[Point placement lines]
----------------------------------------

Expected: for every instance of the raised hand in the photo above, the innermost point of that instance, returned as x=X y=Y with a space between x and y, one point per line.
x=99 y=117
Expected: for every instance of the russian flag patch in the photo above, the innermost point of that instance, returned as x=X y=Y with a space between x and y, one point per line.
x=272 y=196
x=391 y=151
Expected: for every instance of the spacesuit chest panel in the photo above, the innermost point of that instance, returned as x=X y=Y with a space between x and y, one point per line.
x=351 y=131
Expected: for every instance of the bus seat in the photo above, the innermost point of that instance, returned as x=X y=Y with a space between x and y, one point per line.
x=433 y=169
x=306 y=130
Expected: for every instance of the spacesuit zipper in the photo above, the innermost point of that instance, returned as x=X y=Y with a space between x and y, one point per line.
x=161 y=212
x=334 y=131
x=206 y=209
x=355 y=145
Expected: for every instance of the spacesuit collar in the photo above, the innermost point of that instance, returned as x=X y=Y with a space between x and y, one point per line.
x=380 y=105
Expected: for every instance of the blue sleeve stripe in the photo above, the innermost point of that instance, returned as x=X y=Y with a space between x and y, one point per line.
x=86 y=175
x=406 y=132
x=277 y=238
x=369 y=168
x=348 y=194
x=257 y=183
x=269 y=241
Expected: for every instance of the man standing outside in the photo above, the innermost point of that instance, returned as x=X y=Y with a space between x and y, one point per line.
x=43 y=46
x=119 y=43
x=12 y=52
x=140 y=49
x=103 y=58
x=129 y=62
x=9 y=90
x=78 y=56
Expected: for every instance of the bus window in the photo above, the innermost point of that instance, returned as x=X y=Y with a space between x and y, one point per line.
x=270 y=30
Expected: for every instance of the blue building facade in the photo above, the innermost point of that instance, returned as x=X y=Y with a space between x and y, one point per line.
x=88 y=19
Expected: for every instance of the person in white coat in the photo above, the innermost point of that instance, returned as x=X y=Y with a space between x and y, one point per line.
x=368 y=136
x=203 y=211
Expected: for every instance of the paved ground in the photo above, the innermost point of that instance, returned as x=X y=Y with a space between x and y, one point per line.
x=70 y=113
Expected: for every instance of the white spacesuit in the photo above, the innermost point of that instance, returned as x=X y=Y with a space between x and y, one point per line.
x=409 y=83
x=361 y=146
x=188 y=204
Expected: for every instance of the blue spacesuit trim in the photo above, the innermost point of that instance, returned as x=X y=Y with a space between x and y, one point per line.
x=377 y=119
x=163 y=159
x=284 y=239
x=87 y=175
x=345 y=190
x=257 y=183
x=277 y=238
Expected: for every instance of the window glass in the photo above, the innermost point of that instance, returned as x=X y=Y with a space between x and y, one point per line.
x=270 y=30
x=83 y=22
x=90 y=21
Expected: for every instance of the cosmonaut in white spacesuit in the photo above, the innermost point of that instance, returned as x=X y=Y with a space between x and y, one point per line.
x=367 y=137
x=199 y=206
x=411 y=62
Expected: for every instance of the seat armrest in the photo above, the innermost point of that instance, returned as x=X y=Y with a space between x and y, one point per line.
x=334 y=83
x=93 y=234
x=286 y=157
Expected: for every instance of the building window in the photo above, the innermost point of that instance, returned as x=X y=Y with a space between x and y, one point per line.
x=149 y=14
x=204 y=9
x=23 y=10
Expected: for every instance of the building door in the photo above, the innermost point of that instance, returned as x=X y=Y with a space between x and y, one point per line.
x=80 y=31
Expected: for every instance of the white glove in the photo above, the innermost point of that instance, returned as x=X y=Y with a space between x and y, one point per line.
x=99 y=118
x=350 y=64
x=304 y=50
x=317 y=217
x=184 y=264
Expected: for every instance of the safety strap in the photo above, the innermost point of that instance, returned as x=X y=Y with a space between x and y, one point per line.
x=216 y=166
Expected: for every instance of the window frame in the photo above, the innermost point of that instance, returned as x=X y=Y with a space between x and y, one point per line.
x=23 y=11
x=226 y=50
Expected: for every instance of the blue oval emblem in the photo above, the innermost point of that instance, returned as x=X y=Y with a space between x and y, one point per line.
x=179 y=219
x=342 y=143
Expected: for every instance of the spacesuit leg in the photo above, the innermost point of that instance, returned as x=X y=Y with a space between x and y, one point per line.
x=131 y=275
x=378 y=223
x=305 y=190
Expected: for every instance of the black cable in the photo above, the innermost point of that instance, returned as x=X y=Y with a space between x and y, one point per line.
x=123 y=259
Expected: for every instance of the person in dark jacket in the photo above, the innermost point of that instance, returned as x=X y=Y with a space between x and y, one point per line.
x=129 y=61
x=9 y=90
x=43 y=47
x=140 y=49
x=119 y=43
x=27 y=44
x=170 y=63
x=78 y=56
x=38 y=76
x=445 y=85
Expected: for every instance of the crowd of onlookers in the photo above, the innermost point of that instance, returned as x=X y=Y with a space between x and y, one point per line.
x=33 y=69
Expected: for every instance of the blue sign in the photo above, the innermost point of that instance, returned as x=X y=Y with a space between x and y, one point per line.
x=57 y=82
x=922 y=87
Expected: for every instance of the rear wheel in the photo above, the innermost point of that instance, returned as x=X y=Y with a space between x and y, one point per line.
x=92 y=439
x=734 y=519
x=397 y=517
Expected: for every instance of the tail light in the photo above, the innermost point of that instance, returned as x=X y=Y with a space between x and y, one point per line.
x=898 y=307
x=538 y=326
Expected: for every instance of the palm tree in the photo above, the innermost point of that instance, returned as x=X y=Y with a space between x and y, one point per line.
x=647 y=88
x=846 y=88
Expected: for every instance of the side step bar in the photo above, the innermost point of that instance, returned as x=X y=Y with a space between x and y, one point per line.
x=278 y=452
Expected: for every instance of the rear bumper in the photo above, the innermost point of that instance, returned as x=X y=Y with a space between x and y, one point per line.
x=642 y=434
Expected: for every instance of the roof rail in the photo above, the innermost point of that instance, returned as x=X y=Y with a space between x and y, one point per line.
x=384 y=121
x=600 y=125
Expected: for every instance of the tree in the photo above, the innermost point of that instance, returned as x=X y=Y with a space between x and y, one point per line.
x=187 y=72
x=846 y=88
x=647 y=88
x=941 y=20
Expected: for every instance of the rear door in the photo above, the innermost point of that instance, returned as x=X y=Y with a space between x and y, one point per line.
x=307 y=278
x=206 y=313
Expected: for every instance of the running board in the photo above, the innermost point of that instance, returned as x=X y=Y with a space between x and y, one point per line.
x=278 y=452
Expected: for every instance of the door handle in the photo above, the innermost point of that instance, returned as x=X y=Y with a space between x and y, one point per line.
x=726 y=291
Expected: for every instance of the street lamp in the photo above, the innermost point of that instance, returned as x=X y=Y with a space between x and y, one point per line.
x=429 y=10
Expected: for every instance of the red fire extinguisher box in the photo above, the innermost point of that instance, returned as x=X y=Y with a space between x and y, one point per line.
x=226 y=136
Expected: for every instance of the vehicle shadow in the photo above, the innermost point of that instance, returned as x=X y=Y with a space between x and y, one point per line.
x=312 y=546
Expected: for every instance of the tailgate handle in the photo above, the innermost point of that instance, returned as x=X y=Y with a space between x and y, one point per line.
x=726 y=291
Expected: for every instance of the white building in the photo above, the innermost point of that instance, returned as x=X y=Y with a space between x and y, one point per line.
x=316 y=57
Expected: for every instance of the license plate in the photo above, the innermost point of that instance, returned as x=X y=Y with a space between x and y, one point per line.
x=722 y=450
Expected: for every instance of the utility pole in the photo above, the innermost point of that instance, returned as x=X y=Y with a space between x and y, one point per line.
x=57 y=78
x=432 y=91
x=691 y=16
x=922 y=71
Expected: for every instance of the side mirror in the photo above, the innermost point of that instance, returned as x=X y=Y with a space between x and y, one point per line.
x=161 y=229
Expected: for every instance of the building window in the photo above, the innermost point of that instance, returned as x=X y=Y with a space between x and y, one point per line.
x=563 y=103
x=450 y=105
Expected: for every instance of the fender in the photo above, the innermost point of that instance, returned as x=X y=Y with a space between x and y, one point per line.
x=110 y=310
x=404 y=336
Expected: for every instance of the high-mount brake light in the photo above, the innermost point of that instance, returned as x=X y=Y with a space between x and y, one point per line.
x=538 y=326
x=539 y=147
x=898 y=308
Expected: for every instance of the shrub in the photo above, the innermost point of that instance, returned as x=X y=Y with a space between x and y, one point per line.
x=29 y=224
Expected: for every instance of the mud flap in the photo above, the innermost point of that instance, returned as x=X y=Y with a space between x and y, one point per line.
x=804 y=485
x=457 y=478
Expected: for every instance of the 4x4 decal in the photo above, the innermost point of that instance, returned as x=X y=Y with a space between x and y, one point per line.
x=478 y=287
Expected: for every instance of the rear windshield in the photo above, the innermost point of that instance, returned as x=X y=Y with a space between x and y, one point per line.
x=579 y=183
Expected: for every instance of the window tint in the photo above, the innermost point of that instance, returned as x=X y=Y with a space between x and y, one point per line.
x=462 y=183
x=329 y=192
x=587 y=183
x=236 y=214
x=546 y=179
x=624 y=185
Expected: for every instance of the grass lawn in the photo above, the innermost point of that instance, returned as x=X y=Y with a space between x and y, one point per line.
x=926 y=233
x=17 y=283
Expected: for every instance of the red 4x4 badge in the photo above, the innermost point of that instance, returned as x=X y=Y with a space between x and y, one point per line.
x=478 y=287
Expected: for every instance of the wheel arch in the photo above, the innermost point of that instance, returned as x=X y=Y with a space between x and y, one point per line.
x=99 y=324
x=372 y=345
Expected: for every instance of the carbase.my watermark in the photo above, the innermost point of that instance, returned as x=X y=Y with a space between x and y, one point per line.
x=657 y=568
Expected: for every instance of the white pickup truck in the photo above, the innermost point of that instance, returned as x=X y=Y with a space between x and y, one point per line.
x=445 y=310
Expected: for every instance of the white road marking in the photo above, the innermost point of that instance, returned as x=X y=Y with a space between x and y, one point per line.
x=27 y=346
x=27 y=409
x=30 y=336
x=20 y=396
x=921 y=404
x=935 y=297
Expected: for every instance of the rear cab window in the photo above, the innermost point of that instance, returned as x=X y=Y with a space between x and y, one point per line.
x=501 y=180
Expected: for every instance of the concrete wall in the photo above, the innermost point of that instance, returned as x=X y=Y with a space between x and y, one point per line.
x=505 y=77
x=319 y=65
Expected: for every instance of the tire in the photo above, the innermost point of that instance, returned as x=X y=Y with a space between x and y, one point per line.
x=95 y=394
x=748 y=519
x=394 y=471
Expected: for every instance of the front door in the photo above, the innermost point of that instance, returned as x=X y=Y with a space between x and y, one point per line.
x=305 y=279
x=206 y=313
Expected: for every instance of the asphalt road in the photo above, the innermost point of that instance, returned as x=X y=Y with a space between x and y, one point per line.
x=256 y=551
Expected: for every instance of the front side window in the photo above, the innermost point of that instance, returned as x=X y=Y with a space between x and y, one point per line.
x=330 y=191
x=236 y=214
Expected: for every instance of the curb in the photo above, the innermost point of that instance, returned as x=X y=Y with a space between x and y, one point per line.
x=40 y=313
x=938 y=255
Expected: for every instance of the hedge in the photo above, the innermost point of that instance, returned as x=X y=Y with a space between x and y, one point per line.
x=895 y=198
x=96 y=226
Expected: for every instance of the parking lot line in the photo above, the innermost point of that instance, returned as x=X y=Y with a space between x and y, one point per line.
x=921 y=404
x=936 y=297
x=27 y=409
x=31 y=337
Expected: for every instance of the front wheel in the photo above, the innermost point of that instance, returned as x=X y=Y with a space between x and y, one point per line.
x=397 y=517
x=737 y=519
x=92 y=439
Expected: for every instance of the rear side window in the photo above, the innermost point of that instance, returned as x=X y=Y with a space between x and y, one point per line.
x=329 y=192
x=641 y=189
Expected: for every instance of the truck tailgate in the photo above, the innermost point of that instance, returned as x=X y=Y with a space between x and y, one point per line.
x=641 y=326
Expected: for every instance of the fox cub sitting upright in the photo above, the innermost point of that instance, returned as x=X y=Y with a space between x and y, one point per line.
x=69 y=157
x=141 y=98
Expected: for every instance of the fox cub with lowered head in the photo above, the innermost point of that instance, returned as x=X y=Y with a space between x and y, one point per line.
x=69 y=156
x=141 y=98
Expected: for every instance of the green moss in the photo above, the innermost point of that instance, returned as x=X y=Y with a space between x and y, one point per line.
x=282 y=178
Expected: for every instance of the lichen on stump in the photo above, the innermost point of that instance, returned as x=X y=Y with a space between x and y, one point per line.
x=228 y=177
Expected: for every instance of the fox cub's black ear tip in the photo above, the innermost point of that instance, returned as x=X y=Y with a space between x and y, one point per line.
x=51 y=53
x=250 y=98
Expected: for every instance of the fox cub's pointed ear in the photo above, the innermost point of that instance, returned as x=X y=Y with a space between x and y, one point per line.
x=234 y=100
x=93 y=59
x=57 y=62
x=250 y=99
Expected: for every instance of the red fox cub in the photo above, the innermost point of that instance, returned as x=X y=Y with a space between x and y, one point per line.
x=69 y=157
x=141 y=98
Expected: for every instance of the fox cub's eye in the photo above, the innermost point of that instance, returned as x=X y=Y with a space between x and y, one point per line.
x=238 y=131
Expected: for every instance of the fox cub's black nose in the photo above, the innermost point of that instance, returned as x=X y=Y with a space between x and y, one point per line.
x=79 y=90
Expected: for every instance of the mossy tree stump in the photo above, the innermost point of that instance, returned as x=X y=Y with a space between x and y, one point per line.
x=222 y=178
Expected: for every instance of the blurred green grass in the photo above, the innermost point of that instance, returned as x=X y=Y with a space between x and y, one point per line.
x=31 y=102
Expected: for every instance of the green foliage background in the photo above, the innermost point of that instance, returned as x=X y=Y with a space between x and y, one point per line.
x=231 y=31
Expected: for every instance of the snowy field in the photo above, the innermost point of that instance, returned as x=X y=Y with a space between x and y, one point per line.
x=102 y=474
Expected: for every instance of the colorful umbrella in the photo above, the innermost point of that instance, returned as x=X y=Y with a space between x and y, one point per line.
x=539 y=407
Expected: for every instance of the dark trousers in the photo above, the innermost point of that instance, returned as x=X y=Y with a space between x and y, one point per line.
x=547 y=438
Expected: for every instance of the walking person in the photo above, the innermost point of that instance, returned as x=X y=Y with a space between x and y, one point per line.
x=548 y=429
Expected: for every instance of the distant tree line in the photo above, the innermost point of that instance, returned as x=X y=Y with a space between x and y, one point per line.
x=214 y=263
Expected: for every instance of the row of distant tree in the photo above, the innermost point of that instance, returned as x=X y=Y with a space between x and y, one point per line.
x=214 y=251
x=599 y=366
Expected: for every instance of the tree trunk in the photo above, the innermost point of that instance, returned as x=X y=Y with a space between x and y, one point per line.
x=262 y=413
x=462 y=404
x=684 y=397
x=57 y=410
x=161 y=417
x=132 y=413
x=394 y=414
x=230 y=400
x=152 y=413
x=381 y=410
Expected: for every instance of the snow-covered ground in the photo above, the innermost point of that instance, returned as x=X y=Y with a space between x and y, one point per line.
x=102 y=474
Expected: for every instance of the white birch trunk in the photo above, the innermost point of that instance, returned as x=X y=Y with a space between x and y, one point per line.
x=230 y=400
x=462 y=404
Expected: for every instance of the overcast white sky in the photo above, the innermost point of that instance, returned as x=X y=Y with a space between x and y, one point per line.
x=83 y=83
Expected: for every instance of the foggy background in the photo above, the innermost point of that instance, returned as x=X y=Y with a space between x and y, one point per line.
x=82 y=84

----------------------------------------

TASK INSTRUCTIONS = Change "rear bumper" to "back bumper" in the stretch from the line containing "Expected: for every instance of the side step" through the line containing "x=642 y=434". Give those lines back with nothing else altered.

OUTPUT OF THE EXERCISE =
Expected: for every instance of the side step bar in the photo above, the innermost point of that instance, returned as x=X y=Y with a space between x and y, one point per line.
x=278 y=452
Expected: for every instance of the back bumper in the photo above, the innermost point of that instance, returned as x=X y=Y with a space between x and y, one point per line.
x=642 y=434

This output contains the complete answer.